_本文_:
◇ ◇ ◇ ◇ ◇ ◇ ◇
先日、診療の中でとある患者さんからこのような相談を受けました。
「気持ちに余裕がないときに、家族や友人に対してきつい言葉を返してしまうことがあり、その後いつも後悔をします。そうした時でも上手に接する方法や自分への働きかけってないものでしょうか?」
ふむふむ、私も忙しい時や余裕がないときはイライラしがちなのでとても共感ができるお悩みです。
では、実際にどのように対応するのがベターなのでしょう?
今回は心の余裕について少し掘り下げていきましょう。
○そもそも心に余裕がない状況とは?
言葉で説明するより、まずは具体的な場面を想像してみましょう。
では一緒にイマジネーションの世界へ!!
目の前に【余裕がない自分】がいて仕事をしている場面を想像してみてください。
あなたは第三者として【余裕がない自分】を見ている立場とします。
ではよく観察をしてみましょう。
どんな感情を持っていますか?
イライラしていますか?
不安を感じていますか?
余裕がない自分に自己嫌悪を感じているでしょうか?
どんな行動や態度をしていますか?
せかせかしてまとまりがないですか?
いつもより言葉がきつかったり、声量が大きかったりしますか?
それとも無口になりますか?
少し暴力的になってはいませんか?
そのときの状況判断能力は普段と比べてどうですか?
普段と同じく正しい状況判断ができそうですか?
よりbetterな判断を見逃していませんか?
どのような表情や雰囲気ですか?
抱いている感情を表情や雰囲気でもあらわにしていますか?
悟られないように表面上はうまく隠していますか?
さて、想像お疲れ様でした。
人によって様々な状態を想像されたかと思います。
ではここで質問です。
想像の中にいたご自身は【普段のご自分】と一緒でしたか?
○自分のコンディションを客観的に認識しよう
自分と言われればそうだけど、いつもの自分とはちょっと違う…
このような回答であればそれはOKです。
そもそも心に余裕がない状態では自分自身の本来の能力を発揮できません。
だからこそ自分のようなそうじゃないような…
このような感覚になることでしょう。
◇ ◇ ◇ ◇ ◇ ◇ ◇
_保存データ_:

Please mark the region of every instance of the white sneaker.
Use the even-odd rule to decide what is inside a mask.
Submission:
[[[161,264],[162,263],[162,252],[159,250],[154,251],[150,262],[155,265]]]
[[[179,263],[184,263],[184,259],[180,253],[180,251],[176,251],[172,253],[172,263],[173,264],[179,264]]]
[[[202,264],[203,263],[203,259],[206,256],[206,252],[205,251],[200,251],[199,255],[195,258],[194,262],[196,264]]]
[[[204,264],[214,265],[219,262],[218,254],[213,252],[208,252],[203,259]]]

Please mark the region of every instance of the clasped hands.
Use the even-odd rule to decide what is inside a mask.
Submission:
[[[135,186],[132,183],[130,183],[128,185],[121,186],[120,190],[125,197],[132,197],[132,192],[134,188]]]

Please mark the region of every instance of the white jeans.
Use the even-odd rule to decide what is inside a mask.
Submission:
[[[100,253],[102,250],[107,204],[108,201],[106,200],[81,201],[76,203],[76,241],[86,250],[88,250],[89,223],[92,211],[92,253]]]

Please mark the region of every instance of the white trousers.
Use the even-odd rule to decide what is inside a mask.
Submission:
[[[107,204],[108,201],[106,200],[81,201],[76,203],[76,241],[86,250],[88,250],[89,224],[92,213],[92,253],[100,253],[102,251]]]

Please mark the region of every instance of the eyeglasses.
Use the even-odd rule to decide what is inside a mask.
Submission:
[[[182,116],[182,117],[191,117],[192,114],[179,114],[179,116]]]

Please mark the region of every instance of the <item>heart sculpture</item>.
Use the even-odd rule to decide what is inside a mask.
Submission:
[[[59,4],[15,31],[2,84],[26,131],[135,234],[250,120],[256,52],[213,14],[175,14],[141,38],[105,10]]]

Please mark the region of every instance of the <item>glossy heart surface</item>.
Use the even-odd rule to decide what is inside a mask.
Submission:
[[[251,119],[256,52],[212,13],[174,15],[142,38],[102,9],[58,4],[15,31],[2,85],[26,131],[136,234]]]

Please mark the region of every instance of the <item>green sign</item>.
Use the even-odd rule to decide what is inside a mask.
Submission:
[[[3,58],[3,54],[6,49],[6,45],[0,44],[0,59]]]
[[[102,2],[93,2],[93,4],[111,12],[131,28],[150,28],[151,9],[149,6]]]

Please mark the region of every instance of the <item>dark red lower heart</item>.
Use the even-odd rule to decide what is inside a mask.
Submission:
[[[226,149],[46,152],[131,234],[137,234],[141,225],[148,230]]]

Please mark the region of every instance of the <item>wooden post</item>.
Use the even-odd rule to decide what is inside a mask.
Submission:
◇ ◇ ◇ ◇ ◇ ◇ ◇
_課題_:
**a)** 心の余裕についての本文によると、心に余裕がない状態では何ができないとされているか。
**b)** 心の余裕についての本文を、最後の文の後から続けて書くこと。

_解答_:
**a)** 自分自身の本来の能力を発揮できない。

**b)**
でもこの感覚が非常に大事なのです。
人間ですから日によってコンディションが異なるのは当然のこと。
今のコンディションと感情をどのように表出しているか、もしくは表出する可能性があるかを自己認識することで、初めてその対応を考えていくことができるのです。
余裕がないときはどこが違っていたのか?
人によってそれぞれ違いがあるので、自分自身の違いを具体的に列挙してみてください。
もし「普段と特に変わりないなぁ」と感じた方!
自己のコントロールが素晴らしくできているからそう感じたのかもしれませんが、悪くいうと自分を強く抑制し過ぎている可能性も考えられます。
余裕が無い時ほど自分を客観的に捉えにくいので、一度身近な方から自分の様子をヒアリングしてみて下さい。
○心に余裕がないときに心がけたいこと
心に余裕がないときは上手に対応ができないこともあるでしょう。
しかし【自分は自分】【他人は他人】。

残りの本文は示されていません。